(Referring expression data)
--- --- ---

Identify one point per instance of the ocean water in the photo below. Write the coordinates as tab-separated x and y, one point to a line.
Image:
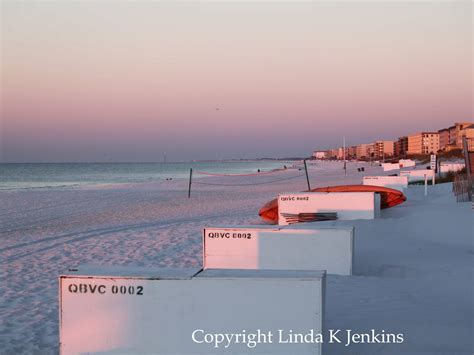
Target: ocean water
67	175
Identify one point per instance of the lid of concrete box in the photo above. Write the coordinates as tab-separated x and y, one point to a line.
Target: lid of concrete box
309	227
260	274
132	272
255	227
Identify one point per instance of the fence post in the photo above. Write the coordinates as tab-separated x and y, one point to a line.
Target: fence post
307	177
190	179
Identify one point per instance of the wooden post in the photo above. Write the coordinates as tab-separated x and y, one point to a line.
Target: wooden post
426	184
190	180
307	177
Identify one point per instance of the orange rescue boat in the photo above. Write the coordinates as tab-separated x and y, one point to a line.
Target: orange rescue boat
388	198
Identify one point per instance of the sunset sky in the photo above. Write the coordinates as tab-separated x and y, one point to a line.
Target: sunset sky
129	80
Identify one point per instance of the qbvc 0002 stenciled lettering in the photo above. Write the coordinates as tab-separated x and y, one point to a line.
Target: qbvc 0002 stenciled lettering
280	336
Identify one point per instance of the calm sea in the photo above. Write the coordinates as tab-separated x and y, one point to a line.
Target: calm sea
64	175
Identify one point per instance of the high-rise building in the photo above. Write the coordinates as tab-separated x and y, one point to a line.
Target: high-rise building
401	146
423	143
383	149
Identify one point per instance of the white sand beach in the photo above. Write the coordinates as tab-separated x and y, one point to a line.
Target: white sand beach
413	267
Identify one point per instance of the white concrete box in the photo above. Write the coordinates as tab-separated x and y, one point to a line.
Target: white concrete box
318	248
417	175
393	182
347	205
190	312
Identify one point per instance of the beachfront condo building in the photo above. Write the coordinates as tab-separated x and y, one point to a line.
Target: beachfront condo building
383	149
320	154
401	146
363	151
451	137
423	143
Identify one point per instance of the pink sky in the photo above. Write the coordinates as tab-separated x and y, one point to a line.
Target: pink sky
102	80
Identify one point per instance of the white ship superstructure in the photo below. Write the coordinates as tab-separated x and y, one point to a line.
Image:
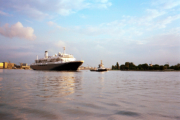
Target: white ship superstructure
60	61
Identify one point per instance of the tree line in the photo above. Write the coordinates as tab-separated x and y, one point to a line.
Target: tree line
145	66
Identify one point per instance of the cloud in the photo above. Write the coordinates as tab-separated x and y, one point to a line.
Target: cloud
39	9
17	30
170	4
5	14
50	23
60	44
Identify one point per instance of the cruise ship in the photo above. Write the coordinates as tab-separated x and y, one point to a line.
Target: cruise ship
58	62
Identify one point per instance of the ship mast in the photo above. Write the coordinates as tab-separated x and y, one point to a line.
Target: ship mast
64	50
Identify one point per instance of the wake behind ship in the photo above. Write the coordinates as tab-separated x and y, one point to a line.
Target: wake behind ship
58	62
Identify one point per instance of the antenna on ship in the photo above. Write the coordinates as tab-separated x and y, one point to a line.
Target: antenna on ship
64	49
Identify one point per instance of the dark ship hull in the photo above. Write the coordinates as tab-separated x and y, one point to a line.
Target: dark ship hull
68	66
101	70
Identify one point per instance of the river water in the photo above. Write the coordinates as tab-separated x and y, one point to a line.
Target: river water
112	95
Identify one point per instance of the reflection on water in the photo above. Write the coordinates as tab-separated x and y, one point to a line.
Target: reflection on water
28	94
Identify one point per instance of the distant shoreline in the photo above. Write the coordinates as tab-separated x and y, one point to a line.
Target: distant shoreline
149	70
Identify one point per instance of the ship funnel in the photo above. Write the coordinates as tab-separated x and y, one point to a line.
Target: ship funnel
46	54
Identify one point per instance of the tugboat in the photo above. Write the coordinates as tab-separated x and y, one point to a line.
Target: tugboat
101	68
58	62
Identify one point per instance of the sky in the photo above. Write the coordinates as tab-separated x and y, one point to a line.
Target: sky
138	31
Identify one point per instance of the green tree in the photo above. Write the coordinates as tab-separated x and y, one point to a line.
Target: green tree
117	66
112	67
166	66
122	67
156	67
127	65
162	67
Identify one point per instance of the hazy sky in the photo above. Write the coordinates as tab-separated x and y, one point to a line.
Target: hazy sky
138	31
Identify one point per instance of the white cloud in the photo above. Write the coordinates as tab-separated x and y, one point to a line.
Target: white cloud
169	4
39	9
17	30
5	14
60	44
50	23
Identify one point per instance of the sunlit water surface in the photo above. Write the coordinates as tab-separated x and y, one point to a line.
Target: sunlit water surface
85	95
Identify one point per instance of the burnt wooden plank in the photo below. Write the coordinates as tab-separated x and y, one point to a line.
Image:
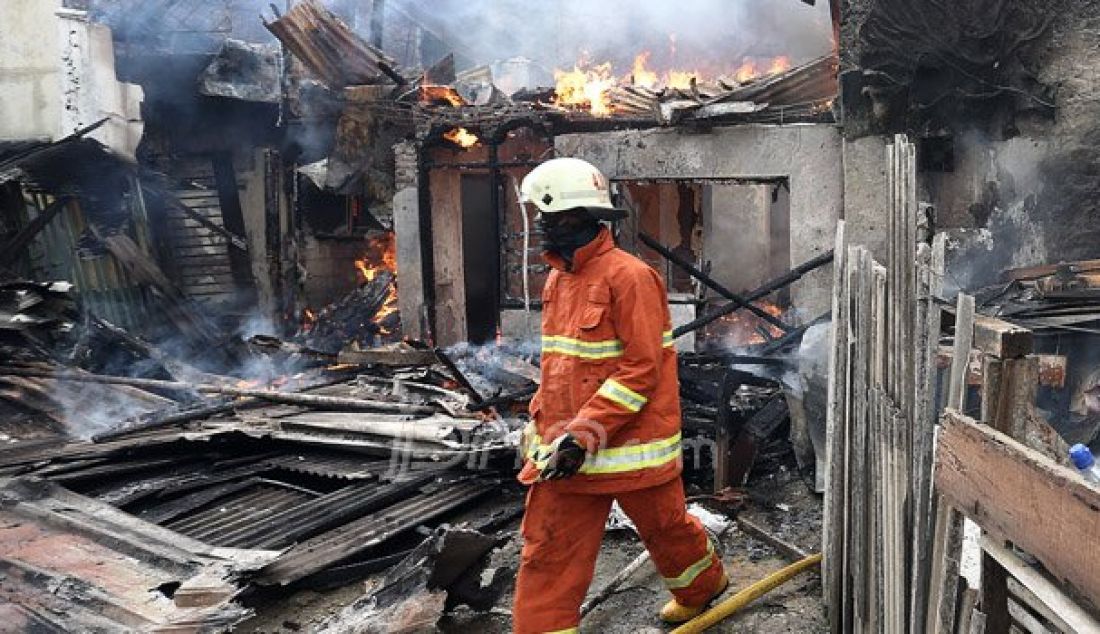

--- --- ---

# WORK INSTRUCTIONS
Your copy should begin at the line containing "Target: hazy sky" and end at the last line of the data above, matching each line exactly and holding no pictures.

# RESULT BELOW
Target: hazy sky
138	31
Identify one point per instance of the white cloud in the photo above. Write the coordinates as tab-separated x and y, one point to a line.
Target: white cloud
169	4
39	9
17	30
5	14
60	44
50	23
Identify one point per instance of the sunlit water surface in the photo above. Write the coordinates as tab-separated x and y, one point to a line.
Target: sunlit water surface
85	95
Identify one point per instance of the burnt wooden plank in the photo below. Write the coordinates as tab-separated x and y, one point to a line.
Image:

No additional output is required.